» **What to work on**
1. In the InChI layers text, what is the default setting for the reconnected layer?
2. Continue the InChI layers text from the point where it ends.

» **Document text**
Some of the above statements or their combinations may be equivalent.

Missing /s sub-layer is isotopic stereochemical layer

Q: In trying to understand the Isotopic Layer, I came across the following InChI in the inchi-samples/Samples.sdf file of the InChI binary distribution (Structure 28):

InChI=1/C7H8O4/c1-3(9)5-4(2-8)6(5)7(10)11/h2,5-6,8H,1H3,(H,10,11)/b4-2-/t5-,6+/m0/s1/i1TD,3+1/t1-,5+,6-/m1

I am unclear about the lack of "/s" following "/m" in the Isotopic Layer:

/i1TD,3+1/t1-,5+,6-/m1

Given previous guidance that:
"(c) /s segment is not present only in the following cases:
(c1) there is no stereogenic atoms in the structure, or
(c2) all stereogenic atoms have unknown or undefined stereo, or
(c3) the structure is not chiral"

A: The stereochemical layer is "repetitive". You may want to take a look at the "Appendix 2. Abbreviations and Layer Precedence", section "Layer Precedence" in the InChI Technical Manual.

Below I call a "segment" the following /string:
.../string/... or .../string[End of Line]
there is no slash inside the string.

In general, if an InChI "repetitive" segment /e in a given layer L is exactly same as its namesake segment /e' in the preceding layer L', then /e is omitted (strings /e and /e' are identical, the ' mark the position inside the InChI string).

Also parts of the segments referring components that are not isotopic ("entities") are left empty in the isotopic layer and represented there by the ";".

Note that the /m layer is included in both stereochemical layers as the stereochemistry is inverted between the two.

Isotopic Layer

What is the ordering of Deuterium and Tritium in the isotopic layer?

The ordering of isotopes goes in descending atomic mass. Thus the ordering for Tritium, Deuterium and Protium is T>D>1H.

Note that if you specify the generic H (rather than the specific protium isotope 1H) then it will obviously not appear in the isotopic layer (which only deals with specific isotopic enrichment).

Reconnected Layer

Multiple entities in the reconnected layer

Q: Can a reconnected layer ("/r") ever consist of more than one entity? I'm defining "entity" as a connected molecular graph. I've seen examples of InChIs that contain a single "reconnected" entity (such as the ferrocene example, for which I appreciate the help I got). But would a reconnected layer ever contain multiple reconnected entities?

A: In general, it is possible. In fact, it is the case if you calculate an InChI of a compound drawn as two or more coordination compounds (entities) that are not connected to each other by chemical bonds.

For example:

General note on the Reconnected layer

Dmitrii Tchekovskoi -
I would like to emphasize that only the disconnected form is generally reliable. The 'reconnected' form depends on drawing conventions including not only H-atoms, but also the connectivity drawn in the original. The 'reconnected' form was included in InChI to allow individuals to store their specific connectivity if they wish.

The default is suggested to be reconnected = OFF and in fact the default is reconnected = OFF. Comparisons between InChI should certainly be reconnected = OFF. This a most obvious application of our layering method.

» **Record list**
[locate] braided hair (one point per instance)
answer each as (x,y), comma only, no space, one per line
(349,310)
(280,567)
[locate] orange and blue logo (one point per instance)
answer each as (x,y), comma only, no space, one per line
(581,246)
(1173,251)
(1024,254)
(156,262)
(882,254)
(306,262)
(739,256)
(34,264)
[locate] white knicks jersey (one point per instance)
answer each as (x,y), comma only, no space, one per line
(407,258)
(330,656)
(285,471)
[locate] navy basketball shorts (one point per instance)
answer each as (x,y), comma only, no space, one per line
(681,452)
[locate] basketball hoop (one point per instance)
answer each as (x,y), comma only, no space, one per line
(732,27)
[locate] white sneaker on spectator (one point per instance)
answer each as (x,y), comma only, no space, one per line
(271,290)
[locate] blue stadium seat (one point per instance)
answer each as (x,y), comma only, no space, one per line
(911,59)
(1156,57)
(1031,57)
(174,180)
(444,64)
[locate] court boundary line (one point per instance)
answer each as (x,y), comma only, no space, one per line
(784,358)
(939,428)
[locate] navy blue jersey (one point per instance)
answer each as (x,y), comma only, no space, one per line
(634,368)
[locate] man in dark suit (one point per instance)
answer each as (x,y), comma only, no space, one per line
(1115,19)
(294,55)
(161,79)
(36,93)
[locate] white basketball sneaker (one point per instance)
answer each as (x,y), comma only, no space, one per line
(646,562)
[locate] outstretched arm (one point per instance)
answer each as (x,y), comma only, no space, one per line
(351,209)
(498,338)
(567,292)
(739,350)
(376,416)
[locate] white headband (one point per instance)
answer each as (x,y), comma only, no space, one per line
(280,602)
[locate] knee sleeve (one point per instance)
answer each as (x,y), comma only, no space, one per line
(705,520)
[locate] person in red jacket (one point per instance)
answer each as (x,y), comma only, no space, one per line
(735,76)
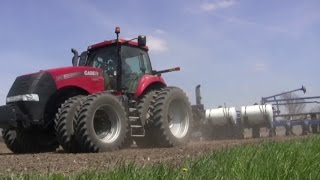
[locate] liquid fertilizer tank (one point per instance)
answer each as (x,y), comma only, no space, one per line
(257,115)
(221,116)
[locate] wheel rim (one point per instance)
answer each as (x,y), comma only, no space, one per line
(178,118)
(106,123)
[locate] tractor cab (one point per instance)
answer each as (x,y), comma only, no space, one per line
(123,62)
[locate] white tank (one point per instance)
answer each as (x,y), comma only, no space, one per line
(221,116)
(257,115)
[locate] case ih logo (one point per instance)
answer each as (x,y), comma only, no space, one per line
(76,74)
(91,73)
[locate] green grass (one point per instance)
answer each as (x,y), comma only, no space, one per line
(296,159)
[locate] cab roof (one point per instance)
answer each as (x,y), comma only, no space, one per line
(121,41)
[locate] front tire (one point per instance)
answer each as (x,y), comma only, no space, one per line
(172,117)
(102,123)
(64,124)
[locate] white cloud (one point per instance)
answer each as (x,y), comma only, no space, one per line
(260,67)
(218,4)
(159,31)
(157,44)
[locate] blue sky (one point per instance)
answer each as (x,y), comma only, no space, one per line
(238,50)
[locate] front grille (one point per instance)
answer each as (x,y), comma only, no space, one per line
(23,84)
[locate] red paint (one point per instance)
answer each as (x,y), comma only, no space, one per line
(95,84)
(146,81)
(121,41)
(92,84)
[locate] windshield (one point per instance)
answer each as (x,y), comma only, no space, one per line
(135,63)
(135,60)
(104,58)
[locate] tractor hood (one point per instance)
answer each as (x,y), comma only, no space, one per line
(87,78)
(74,71)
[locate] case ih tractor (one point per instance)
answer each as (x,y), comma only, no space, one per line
(108,99)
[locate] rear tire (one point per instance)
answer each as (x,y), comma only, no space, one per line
(64,124)
(145,108)
(102,123)
(172,117)
(256,132)
(10,139)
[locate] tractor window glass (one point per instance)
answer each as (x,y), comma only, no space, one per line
(135,60)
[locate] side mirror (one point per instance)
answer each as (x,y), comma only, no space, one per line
(304,89)
(83,58)
(142,40)
(75,57)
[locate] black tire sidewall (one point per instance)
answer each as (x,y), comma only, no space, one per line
(109,100)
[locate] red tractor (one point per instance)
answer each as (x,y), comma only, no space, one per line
(108,99)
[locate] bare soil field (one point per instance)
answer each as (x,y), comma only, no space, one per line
(61,162)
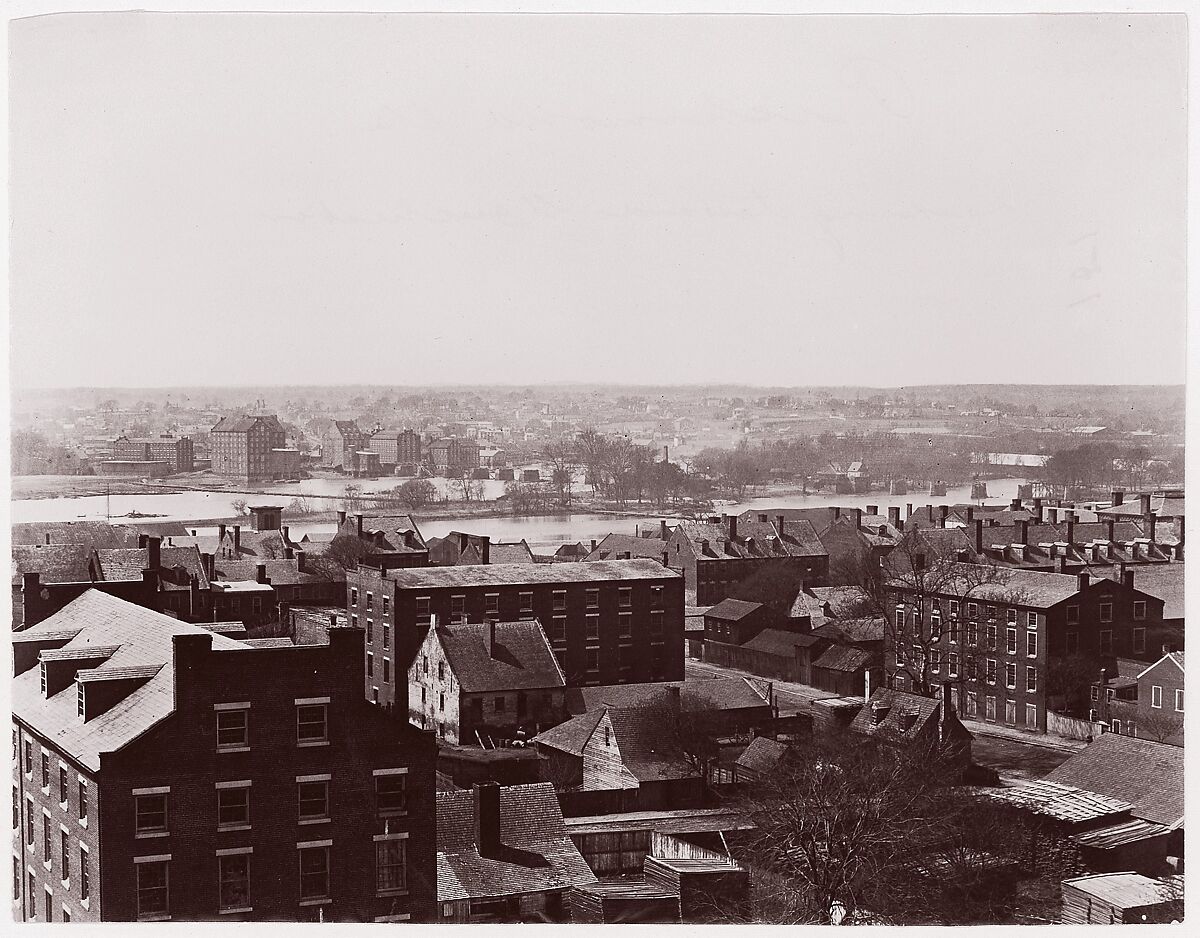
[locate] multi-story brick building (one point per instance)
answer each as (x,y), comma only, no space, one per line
(715,555)
(611,621)
(396,448)
(241,448)
(159,776)
(178,451)
(490,680)
(997,633)
(341,443)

» **Answers to each task**
1. Reconnected = OFF.

2.
Sub-layers of the reconnected layer

Q: Is it the case that the "reconnected" structure could contain a full-fledged InChI consisting of Main Layer, Charge Layer, Isotopic Layer, Fixed H Layer, and Fixed/Isotopic Combination Layer? (Of course, the version would not be present after "/r".) Or, are only subsets of these layers permitted in the "reconnected" structure? If so, which ones? The algorithm on pages 59-60 of the Technical Manual implies that all InChI layers may be present after "/r".

A: This is correct: all InChI layers may be present after "/r". As you rightfully suggested, after /r is "a full-fledged InChI" that may include all possible layers, including, for example, up to 4 (four) stereochemical layers for M, MI, F, and FI layers. Examples showing repetitions may easily be constructed by adding components (entities) that have no bonds to metal. These components will be repeated after /r.

From the viewpoint of the programming, the full InChI normalization and canonicalization algorithm is case of Ferrocene is called two times: (a) for the structure after disconnection of the bonds to metal, and (b) if -RecMet option was applied -- for the original structure.

As you may conclude, for the purpose of the restoration of the original structure, if /r layer is present then you may ignore everything before /r.

InChI failures

Problems reading Alias statements in MOL files

Q: In NMR, we sometimes report determined chemical shift assignments as Alias statements following the connection table in the MOL file. Some examples are below (determined carbon shifts in ppm):

A 1
212.28
A 2
211.06

Unfortunately, InChI fails when we include this information in the MOL files that we are generating InChIs from. As soon as they are removed the InChI is generated correctly. Shouldn't InChI generation ignore the Alias statements as the atom types are already specified in the atom lines of the MOL file?

A: No, it should not. Aliases are used by structure editing software to express chemical structures, not the data associated with them.

Some structure editors do not allow atoms D or T, therefore the only way to add them is through the Alias.

Some SDfile-based databases treat a hydrogen isotope entered as 2H differently from D.

In addition, aliases like NH2 sometimes occur.

By choosing a lesser evil, InChI treats a Molfile alias as an atom, possibly with hydrogen atoms and charge. If this interpretation fails, InChI produces an error. This allows it to rightfully fail if an alias is, for example, a valid but unrecognized by InChI abbreviation of an amino acid like Asp, Lys, etc.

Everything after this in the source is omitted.